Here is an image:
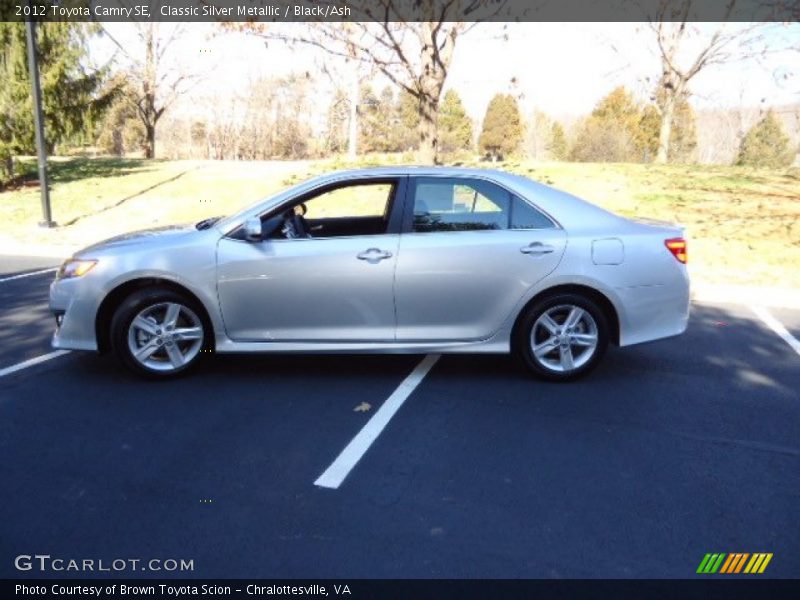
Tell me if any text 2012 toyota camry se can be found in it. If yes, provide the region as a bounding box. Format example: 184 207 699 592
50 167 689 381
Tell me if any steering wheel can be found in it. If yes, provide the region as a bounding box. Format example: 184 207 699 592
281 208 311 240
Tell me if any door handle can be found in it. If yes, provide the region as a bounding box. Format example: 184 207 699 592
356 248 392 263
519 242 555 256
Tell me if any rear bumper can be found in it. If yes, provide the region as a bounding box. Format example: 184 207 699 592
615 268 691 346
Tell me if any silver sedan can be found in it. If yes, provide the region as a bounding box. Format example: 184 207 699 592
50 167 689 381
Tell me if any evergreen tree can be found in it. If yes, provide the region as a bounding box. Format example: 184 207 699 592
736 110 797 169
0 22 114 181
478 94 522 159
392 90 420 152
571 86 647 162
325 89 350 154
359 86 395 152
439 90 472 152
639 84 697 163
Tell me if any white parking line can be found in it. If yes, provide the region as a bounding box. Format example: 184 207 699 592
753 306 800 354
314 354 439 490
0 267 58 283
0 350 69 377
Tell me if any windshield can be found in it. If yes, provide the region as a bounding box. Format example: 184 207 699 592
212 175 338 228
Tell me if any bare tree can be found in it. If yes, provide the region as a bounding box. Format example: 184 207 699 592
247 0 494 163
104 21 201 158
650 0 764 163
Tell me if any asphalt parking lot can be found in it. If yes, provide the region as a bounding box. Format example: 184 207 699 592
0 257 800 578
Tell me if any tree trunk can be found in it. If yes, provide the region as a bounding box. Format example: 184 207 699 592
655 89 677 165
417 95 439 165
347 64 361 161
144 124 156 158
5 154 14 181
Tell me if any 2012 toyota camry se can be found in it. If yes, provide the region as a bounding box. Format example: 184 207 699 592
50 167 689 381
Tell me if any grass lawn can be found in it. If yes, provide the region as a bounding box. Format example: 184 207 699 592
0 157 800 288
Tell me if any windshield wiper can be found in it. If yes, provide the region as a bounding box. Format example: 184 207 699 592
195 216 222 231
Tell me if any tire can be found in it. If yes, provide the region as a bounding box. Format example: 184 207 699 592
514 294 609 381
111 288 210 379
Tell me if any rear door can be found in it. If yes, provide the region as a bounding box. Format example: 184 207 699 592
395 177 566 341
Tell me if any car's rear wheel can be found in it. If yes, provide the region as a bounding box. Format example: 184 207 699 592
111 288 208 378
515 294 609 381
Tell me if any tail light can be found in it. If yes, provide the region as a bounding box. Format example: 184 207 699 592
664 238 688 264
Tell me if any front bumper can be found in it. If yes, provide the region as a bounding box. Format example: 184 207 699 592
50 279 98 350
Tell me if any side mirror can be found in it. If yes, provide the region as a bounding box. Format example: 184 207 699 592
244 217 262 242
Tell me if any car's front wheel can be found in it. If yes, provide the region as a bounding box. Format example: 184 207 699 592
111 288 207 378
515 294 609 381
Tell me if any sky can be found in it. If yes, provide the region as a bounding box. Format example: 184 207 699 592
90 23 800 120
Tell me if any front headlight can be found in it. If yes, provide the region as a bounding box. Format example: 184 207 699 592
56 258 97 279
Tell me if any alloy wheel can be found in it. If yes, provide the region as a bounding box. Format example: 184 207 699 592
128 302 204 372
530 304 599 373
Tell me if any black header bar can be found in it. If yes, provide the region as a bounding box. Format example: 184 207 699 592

* _What is being asked_
Arrange all the lines of the items above as a numbered list, skipping any blank lines. Leave the pictures out of the answer.

* _Reply_
1. Here is an image:
2. Tell me if any text 2012 toyota camry se can be found in it. If yes, provide the region as a bounding box. Format example: 184 207 699 592
3. 50 167 689 381
4. Tell me if any steering wheel can be found in it. If yes, provide the region as a bounding box. Format example: 184 207 699 592
5. 281 208 311 240
6. Tell me if any door handle can be found in it. If yes, provide the region as a bounding box. Format example: 184 207 699 592
7. 356 248 392 263
8. 519 242 555 256
9. Tell me if any rear bumper can be found in it. If yes, provide the region as a bounding box. Format example: 184 207 699 592
10. 615 268 691 346
11. Tell me if any silver sedan can be found in it. If yes, provide the region as a bounding box. Format example: 184 207 699 592
12. 50 167 689 381
13. Tell me if any evergreen tree can be found in it. If yes, provide the region as a bounding box. Format example: 184 207 699 592
14. 736 110 797 169
15. 0 22 114 181
16. 478 94 522 159
17. 392 90 420 152
18. 571 86 647 162
19. 325 89 350 154
20. 359 86 395 152
21. 439 90 472 152
22. 639 84 697 163
23. Tell me if any white parking line can be found in it. If yes, provide the region as a bounding box. Format example: 184 207 699 592
24. 753 306 800 354
25. 314 354 439 490
26. 0 267 58 283
27. 0 350 69 377
28. Tell me if any windshield can be found in it. If yes, provide the region as a bounding box. Format example: 184 207 699 592
29. 212 175 338 228
30. Tell me if any bare tree can be found in it. If yes, provide the region as a bounding box. Format example: 184 207 699 592
31. 247 0 494 163
32. 104 21 201 158
33. 650 0 764 163
34. Tell me if any asphalt parking lot can be found in it. If yes, provide the region as a bounding box. Format example: 184 207 699 592
35. 0 257 800 578
36. Tell me if any tree trunk can be found in it. If yes, provide the region as a bounding box. Format example: 184 207 699 592
37. 655 89 677 165
38. 417 95 439 165
39. 347 64 361 161
40. 144 124 156 158
41. 5 154 14 181
42. Tell me if any 2012 toyota camry se can be found in it. If yes, provide the region as a bounding box. Format example: 184 207 699 592
43. 50 167 689 381
44. Tell me if any grass lawn can be found in it. If yes, provide the region as a bounding box. Format example: 184 207 699 592
45. 0 157 800 288
46. Tell me if any windshield wiper can be found in it. If yes, provide the region as a bounding box. Format example: 184 207 699 592
47. 195 216 222 231
48. Tell me if any tire can be found in it. If yes, provide the region as a bounding box. Format example: 184 207 699 592
49. 514 294 609 381
50. 111 288 210 379
51. Tell me if any rear door can be found in it. If yes, provide the region as a bounding box. Format example: 184 207 699 592
52. 395 177 566 341
53. Tell me if any car's rear wheel can be found in it. If yes, provide the region as a bounding box. Format example: 184 207 699 592
54. 111 288 208 378
55. 515 294 609 381
56. Tell me if any tail light can be found in it. If yes, provide the region as a bounding box. Format example: 184 207 699 592
57. 664 238 688 264
58. Tell me if any front bumper can be found in it. If yes, provide the region as a bounding box. Format example: 184 207 699 592
59. 50 279 98 350
60. Tell me if any side mirror can be found in it. If yes, provide the region as a bounding box. Format example: 184 207 699 592
61. 244 217 262 242
62. Tell me if any car's front wheel can be found in it. If yes, provide the region as a bounding box. Format example: 184 207 699 592
63. 111 288 207 378
64. 515 294 609 381
65. Tell me if any sky can be found in it. If yes, provide the region as a bounding box. Format example: 184 207 699 592
66. 90 23 800 120
67. Tell me if any front headlight can be found in it. If yes, provide the region as a bounding box. Format example: 184 207 699 592
68. 56 258 97 279
69. Tell me if any alloy wheel can be found in it. If yes, provide the region as a bounding box. Format example: 184 207 699 592
70. 128 302 204 372
71. 530 304 599 373
72. Tell me if any black header bar can be found in it. If yes, provide the region as a bounding box. Format example: 184 207 699 592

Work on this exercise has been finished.